[Records from a data source]
☆ ☆ ☆ ☆ ☆

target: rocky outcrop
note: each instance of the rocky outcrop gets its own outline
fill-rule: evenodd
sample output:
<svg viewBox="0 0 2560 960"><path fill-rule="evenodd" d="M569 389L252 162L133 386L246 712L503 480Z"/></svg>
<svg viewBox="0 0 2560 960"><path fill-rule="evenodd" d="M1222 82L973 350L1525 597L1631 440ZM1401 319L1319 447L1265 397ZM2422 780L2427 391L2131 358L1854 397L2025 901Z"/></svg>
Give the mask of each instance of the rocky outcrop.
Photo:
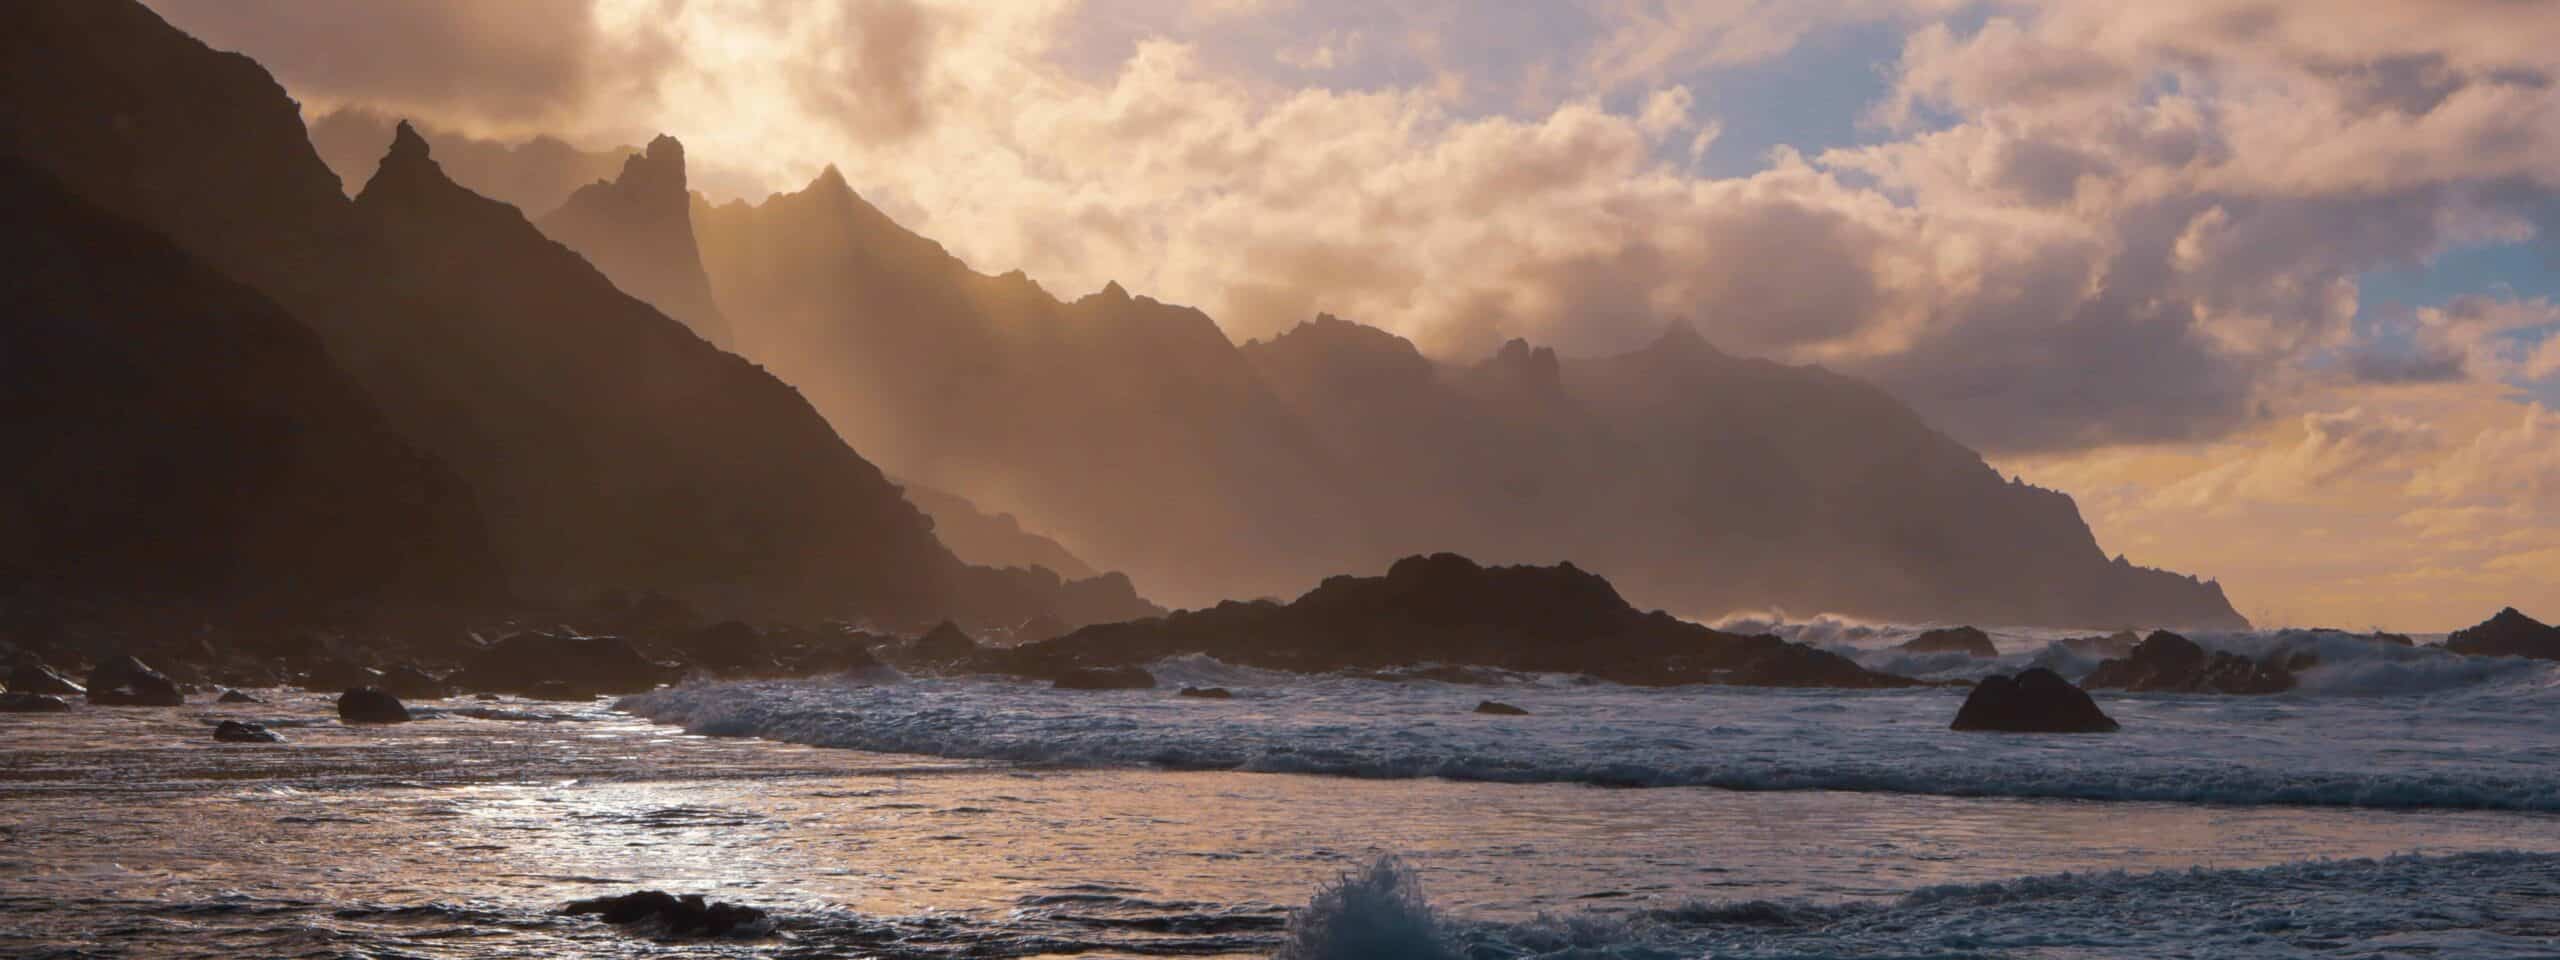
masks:
<svg viewBox="0 0 2560 960"><path fill-rule="evenodd" d="M1138 667L1078 667L1050 684L1060 690L1153 690L1155 674Z"/></svg>
<svg viewBox="0 0 2560 960"><path fill-rule="evenodd" d="M338 175L349 193L364 186L391 144L400 118L360 106L341 107L310 118L311 146ZM453 181L533 216L556 210L578 188L612 179L640 151L628 146L584 150L556 137L538 136L522 143L473 137L455 130L421 126L418 132L434 144L436 156Z"/></svg>
<svg viewBox="0 0 2560 960"><path fill-rule="evenodd" d="M555 699L583 700L642 693L681 675L679 668L642 656L620 637L526 632L473 654L446 682L474 693L543 690Z"/></svg>
<svg viewBox="0 0 2560 960"><path fill-rule="evenodd" d="M382 671L334 658L313 663L302 674L302 689L321 693L379 686L381 683Z"/></svg>
<svg viewBox="0 0 2560 960"><path fill-rule="evenodd" d="M1454 554L1408 557L1381 577L1338 576L1288 604L1225 603L1086 627L980 658L989 669L1054 677L1200 653L1301 673L1444 664L1581 673L1664 686L1899 687L1916 681L1773 636L1740 636L1641 613L1571 564L1485 567Z"/></svg>
<svg viewBox="0 0 2560 960"><path fill-rule="evenodd" d="M33 693L51 697L79 697L89 693L87 687L71 682L44 659L25 650L9 658L6 686L11 693Z"/></svg>
<svg viewBox="0 0 2560 960"><path fill-rule="evenodd" d="M676 652L685 665L708 670L721 676L748 676L780 670L773 654L765 649L764 634L737 620L692 630L676 638Z"/></svg>
<svg viewBox="0 0 2560 960"><path fill-rule="evenodd" d="M907 655L927 663L959 663L978 655L978 641L949 620L935 624L907 646Z"/></svg>
<svg viewBox="0 0 2560 960"><path fill-rule="evenodd" d="M1529 711L1504 703L1500 700L1479 700L1476 702L1475 712L1496 717L1525 717L1529 715Z"/></svg>
<svg viewBox="0 0 2560 960"><path fill-rule="evenodd" d="M0 713L61 713L71 709L61 697L41 693L0 693Z"/></svg>
<svg viewBox="0 0 2560 960"><path fill-rule="evenodd" d="M988 567L1041 567L1077 580L1100 572L1058 541L1023 529L1013 514L988 513L958 494L919 483L904 487L907 502L933 518L934 536L962 560Z"/></svg>
<svg viewBox="0 0 2560 960"><path fill-rule="evenodd" d="M694 244L684 144L674 137L649 141L647 150L623 160L619 177L578 188L535 225L586 257L623 292L715 346L731 345L729 322L711 300L711 278L702 272L702 250Z"/></svg>
<svg viewBox="0 0 2560 960"><path fill-rule="evenodd" d="M656 890L579 900L560 912L593 916L617 927L640 927L662 937L752 937L773 932L772 919L754 907L706 903L700 895L678 897Z"/></svg>
<svg viewBox="0 0 2560 960"><path fill-rule="evenodd" d="M346 723L407 723L409 707L400 698L372 687L338 695L338 719Z"/></svg>
<svg viewBox="0 0 2560 960"><path fill-rule="evenodd" d="M1991 635L1974 627L1931 630L1911 638L1901 649L1911 653L1961 653L1968 657L2000 655L2000 648L1991 645Z"/></svg>
<svg viewBox="0 0 2560 960"><path fill-rule="evenodd" d="M2475 657L2560 660L2560 627L2525 616L2514 607L2446 635L2444 648Z"/></svg>
<svg viewBox="0 0 2560 960"><path fill-rule="evenodd" d="M187 702L175 681L149 664L118 654L89 671L89 702L113 707L174 707Z"/></svg>
<svg viewBox="0 0 2560 960"><path fill-rule="evenodd" d="M376 681L383 692L403 700L441 700L453 695L453 685L416 665L395 663L382 668Z"/></svg>
<svg viewBox="0 0 2560 960"><path fill-rule="evenodd" d="M2111 733L2116 721L2061 674L2042 667L2014 677L1986 677L1956 710L1952 730L2010 733Z"/></svg>
<svg viewBox="0 0 2560 960"><path fill-rule="evenodd" d="M213 728L213 738L223 743L283 743L284 736L266 728L265 724L225 720Z"/></svg>
<svg viewBox="0 0 2560 960"><path fill-rule="evenodd" d="M1235 691L1229 690L1225 687L1184 687L1182 688L1182 692L1176 694L1176 696L1190 697L1194 700L1233 700L1236 698Z"/></svg>
<svg viewBox="0 0 2560 960"><path fill-rule="evenodd" d="M2155 631L2130 656L2098 665L2080 685L2091 690L2167 693L2283 693L2293 689L2293 672L2281 662L2251 660L2227 651L2207 651L2195 641Z"/></svg>
<svg viewBox="0 0 2560 960"><path fill-rule="evenodd" d="M225 690L225 691L222 691L222 695L221 695L221 696L213 698L213 702L215 702L215 703L226 703L226 704L243 704L243 703L265 703L266 701L264 701L264 700L260 700L260 699L258 699L258 698L256 698L256 697L250 696L250 695L245 694L245 693L241 693L241 692L240 692L240 691L238 691L238 690Z"/></svg>
<svg viewBox="0 0 2560 960"><path fill-rule="evenodd" d="M2066 637L2059 641L2063 649L2092 657L2128 657L2133 648L2142 645L2142 635L2131 630L2118 630L2104 636Z"/></svg>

☆ ☆ ☆ ☆ ☆

Copy down each line in the entries that has the word "rocky".

** SOLVED EXERCISE **
target: rocky outcrop
note: each instance of the rocky outcrop gets its own outline
Give the mask of each instance of the rocky outcrop.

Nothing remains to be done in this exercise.